__Work required__: Change "Give the mask of" to "Trace the outline of" in the lines from the one with "seg: white wall outlet cover" to the one with "M 275 124 L", keeping everything else the same. Leave out the pictures when you write them back.

* START Data for the task *

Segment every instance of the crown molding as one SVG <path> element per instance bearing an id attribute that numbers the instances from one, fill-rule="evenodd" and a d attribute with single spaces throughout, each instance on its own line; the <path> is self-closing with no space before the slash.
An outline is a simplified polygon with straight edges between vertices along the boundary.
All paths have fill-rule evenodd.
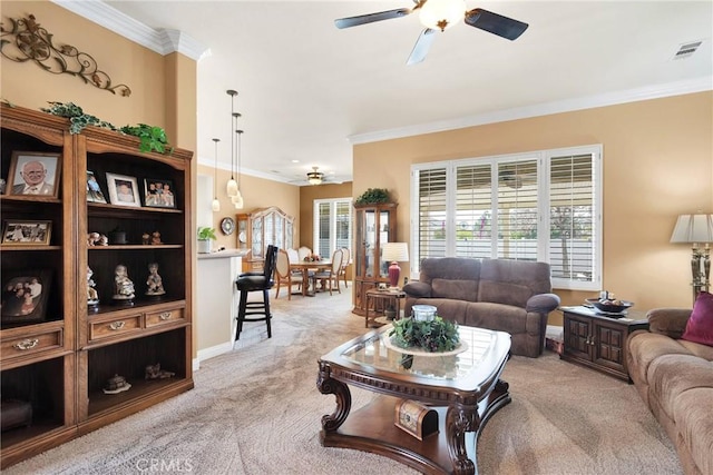
<path id="1" fill-rule="evenodd" d="M 198 61 L 211 55 L 211 50 L 188 34 L 178 30 L 154 29 L 121 13 L 99 0 L 51 0 L 75 14 L 86 18 L 152 51 L 166 56 L 179 52 Z"/>
<path id="2" fill-rule="evenodd" d="M 597 107 L 615 106 L 618 103 L 636 102 L 641 100 L 658 99 L 670 96 L 682 96 L 693 92 L 713 90 L 713 76 L 690 79 L 665 85 L 652 85 L 638 89 L 607 92 L 578 99 L 567 99 L 556 102 L 538 103 L 518 107 L 479 116 L 461 117 L 458 119 L 437 122 L 419 123 L 395 129 L 375 130 L 372 132 L 348 136 L 352 145 L 391 140 L 423 133 L 442 132 L 466 127 L 484 126 L 487 123 L 505 122 L 508 120 L 527 119 L 531 117 L 549 116 L 553 113 L 572 112 L 575 110 L 594 109 Z"/>

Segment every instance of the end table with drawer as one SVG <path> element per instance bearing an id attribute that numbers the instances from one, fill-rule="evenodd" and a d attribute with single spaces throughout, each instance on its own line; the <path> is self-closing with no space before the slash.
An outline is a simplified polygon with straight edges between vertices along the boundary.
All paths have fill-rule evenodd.
<path id="1" fill-rule="evenodd" d="M 647 329 L 646 313 L 628 309 L 624 315 L 599 314 L 585 306 L 560 307 L 564 348 L 559 357 L 628 382 L 626 339 Z"/>

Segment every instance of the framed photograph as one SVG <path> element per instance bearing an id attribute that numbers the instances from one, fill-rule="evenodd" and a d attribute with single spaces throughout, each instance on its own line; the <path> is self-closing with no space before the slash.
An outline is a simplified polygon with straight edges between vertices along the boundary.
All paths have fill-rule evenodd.
<path id="1" fill-rule="evenodd" d="M 27 221 L 9 219 L 2 228 L 2 244 L 6 246 L 49 246 L 52 221 Z"/>
<path id="2" fill-rule="evenodd" d="M 141 207 L 136 177 L 107 172 L 107 187 L 109 188 L 111 205 Z"/>
<path id="3" fill-rule="evenodd" d="M 106 197 L 99 188 L 99 181 L 94 171 L 87 170 L 87 201 L 89 202 L 107 202 Z"/>
<path id="4" fill-rule="evenodd" d="M 155 208 L 175 208 L 174 184 L 160 178 L 146 178 L 144 180 L 144 205 Z"/>
<path id="5" fill-rule="evenodd" d="M 2 273 L 0 318 L 6 324 L 43 321 L 47 315 L 51 271 L 13 270 Z"/>
<path id="6" fill-rule="evenodd" d="M 8 174 L 8 195 L 57 198 L 61 154 L 13 151 Z"/>

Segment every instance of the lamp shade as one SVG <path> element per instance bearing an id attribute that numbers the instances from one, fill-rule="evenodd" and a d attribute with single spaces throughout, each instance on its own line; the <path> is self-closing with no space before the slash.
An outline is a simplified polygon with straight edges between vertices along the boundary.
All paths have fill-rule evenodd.
<path id="1" fill-rule="evenodd" d="M 681 215 L 671 243 L 713 243 L 713 215 Z"/>
<path id="2" fill-rule="evenodd" d="M 387 263 L 404 263 L 409 260 L 409 245 L 407 243 L 385 243 L 381 258 Z"/>

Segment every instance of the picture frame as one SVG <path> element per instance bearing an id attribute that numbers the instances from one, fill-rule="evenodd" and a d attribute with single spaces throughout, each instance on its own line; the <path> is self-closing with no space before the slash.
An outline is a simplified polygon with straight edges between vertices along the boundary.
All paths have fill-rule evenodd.
<path id="1" fill-rule="evenodd" d="M 144 180 L 144 206 L 175 208 L 176 190 L 173 181 L 163 178 L 146 178 Z"/>
<path id="2" fill-rule="evenodd" d="M 52 221 L 7 219 L 2 227 L 3 246 L 49 246 Z"/>
<path id="3" fill-rule="evenodd" d="M 13 196 L 59 196 L 61 154 L 12 151 L 7 194 Z"/>
<path id="4" fill-rule="evenodd" d="M 101 192 L 99 181 L 94 171 L 87 170 L 87 201 L 88 202 L 107 202 L 107 198 Z"/>
<path id="5" fill-rule="evenodd" d="M 51 277 L 50 269 L 3 271 L 0 291 L 2 324 L 45 321 Z"/>
<path id="6" fill-rule="evenodd" d="M 109 189 L 109 200 L 111 205 L 130 206 L 135 208 L 141 207 L 136 177 L 107 171 L 107 188 Z"/>

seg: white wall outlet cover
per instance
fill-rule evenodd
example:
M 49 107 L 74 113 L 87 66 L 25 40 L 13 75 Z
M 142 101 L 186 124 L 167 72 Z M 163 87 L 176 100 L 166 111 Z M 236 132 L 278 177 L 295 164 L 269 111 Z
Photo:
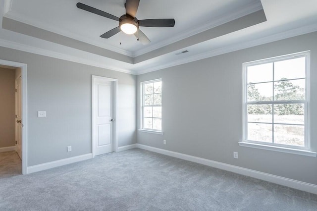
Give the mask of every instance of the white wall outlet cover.
M 46 116 L 46 111 L 38 111 L 38 117 L 45 117 Z

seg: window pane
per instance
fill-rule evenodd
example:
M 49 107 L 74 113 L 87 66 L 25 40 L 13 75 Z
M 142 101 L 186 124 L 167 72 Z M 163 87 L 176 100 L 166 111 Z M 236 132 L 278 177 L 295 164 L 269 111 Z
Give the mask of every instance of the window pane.
M 152 129 L 152 118 L 143 118 L 143 127 L 144 128 Z
M 144 107 L 143 109 L 143 116 L 145 117 L 153 117 L 152 108 L 153 107 Z
M 161 94 L 155 94 L 153 95 L 153 105 L 160 105 L 162 104 L 162 95 Z
M 162 118 L 162 107 L 153 107 L 153 117 Z
M 276 101 L 305 99 L 305 79 L 278 81 L 274 87 Z
M 154 83 L 154 93 L 161 93 L 162 92 L 162 82 Z
M 248 85 L 248 101 L 272 101 L 273 83 Z
M 153 119 L 153 129 L 156 130 L 162 130 L 162 119 Z
M 276 104 L 274 106 L 274 122 L 305 124 L 305 105 Z
M 248 121 L 272 123 L 272 105 L 248 105 Z
M 271 124 L 248 123 L 248 140 L 272 143 Z
M 144 105 L 145 106 L 152 106 L 153 105 L 153 95 L 144 95 Z
M 305 57 L 277 61 L 274 64 L 274 80 L 305 77 Z
M 273 63 L 248 67 L 248 83 L 273 81 Z
M 144 94 L 153 94 L 153 84 L 144 84 Z
M 275 124 L 274 142 L 287 145 L 305 146 L 304 126 Z

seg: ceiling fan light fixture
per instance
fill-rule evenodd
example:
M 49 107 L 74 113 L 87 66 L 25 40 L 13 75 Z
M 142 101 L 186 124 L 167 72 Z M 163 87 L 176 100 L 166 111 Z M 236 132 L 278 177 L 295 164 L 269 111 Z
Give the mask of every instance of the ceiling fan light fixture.
M 119 26 L 124 33 L 128 35 L 134 34 L 138 31 L 138 22 L 135 18 L 129 15 L 122 15 L 120 17 Z
M 131 23 L 124 23 L 120 26 L 121 31 L 128 35 L 134 34 L 138 30 L 138 28 Z

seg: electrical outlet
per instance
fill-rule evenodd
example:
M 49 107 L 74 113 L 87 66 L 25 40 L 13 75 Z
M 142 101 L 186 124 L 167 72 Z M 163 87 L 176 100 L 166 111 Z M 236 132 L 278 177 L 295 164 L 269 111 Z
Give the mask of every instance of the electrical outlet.
M 46 117 L 46 111 L 45 110 L 38 111 L 38 117 Z
M 237 152 L 233 152 L 233 158 L 238 159 L 238 153 Z

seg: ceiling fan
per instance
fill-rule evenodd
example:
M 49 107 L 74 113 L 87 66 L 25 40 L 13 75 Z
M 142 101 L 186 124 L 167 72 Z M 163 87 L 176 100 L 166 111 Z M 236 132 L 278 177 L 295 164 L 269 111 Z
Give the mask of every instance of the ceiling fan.
M 125 14 L 117 17 L 96 8 L 78 2 L 78 8 L 92 12 L 93 13 L 105 17 L 119 22 L 119 26 L 108 31 L 100 36 L 103 38 L 109 38 L 120 31 L 128 35 L 134 34 L 143 45 L 148 44 L 151 41 L 148 37 L 139 29 L 139 26 L 149 27 L 173 27 L 175 25 L 175 20 L 170 19 L 149 19 L 138 20 L 135 15 L 138 10 L 140 0 L 126 0 Z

* END Data for the task *

__The completed task__:
seg: white wall outlet cover
per instance
fill-rule evenodd
example:
M 49 107 L 74 113 L 87 66 L 25 40 L 13 75 Z
M 142 101 L 186 124 L 167 72 Z M 163 87 L 176 100 L 166 111 Z M 236 132 L 278 177 L 295 164 L 269 111 Z
Photo:
Trace the outline of every instance of the white wall outlet cover.
M 46 116 L 46 111 L 38 111 L 38 117 L 45 117 Z

seg: window pane
per instance
fill-rule evenodd
example:
M 49 107 L 74 113 L 87 66 L 25 40 L 13 75 Z
M 142 101 L 186 124 L 167 72 Z M 163 87 L 176 100 L 166 111 Z M 236 132 L 278 177 L 295 164 L 269 111 Z
Trace the outline of every instance of the window pane.
M 152 129 L 152 118 L 143 118 L 143 127 L 144 128 Z
M 144 107 L 143 109 L 143 116 L 145 117 L 153 117 L 152 108 L 153 107 Z
M 161 94 L 155 94 L 153 95 L 153 105 L 160 105 L 162 104 L 162 95 Z
M 162 118 L 162 107 L 153 107 L 153 117 Z
M 276 101 L 305 99 L 305 79 L 278 81 L 274 87 Z
M 154 83 L 154 93 L 161 93 L 162 92 L 162 82 Z
M 248 85 L 248 101 L 272 101 L 273 83 Z
M 153 119 L 153 129 L 156 130 L 162 130 L 162 119 Z
M 276 104 L 274 106 L 274 122 L 305 124 L 305 105 Z
M 248 121 L 272 123 L 272 105 L 248 105 Z
M 271 124 L 248 123 L 248 140 L 272 143 Z
M 144 105 L 145 106 L 152 106 L 153 105 L 153 95 L 144 95 Z
M 305 57 L 277 61 L 274 64 L 274 80 L 305 77 Z
M 273 63 L 248 67 L 248 83 L 273 81 Z
M 144 94 L 153 94 L 153 84 L 144 84 Z
M 275 124 L 274 142 L 287 145 L 305 146 L 304 126 Z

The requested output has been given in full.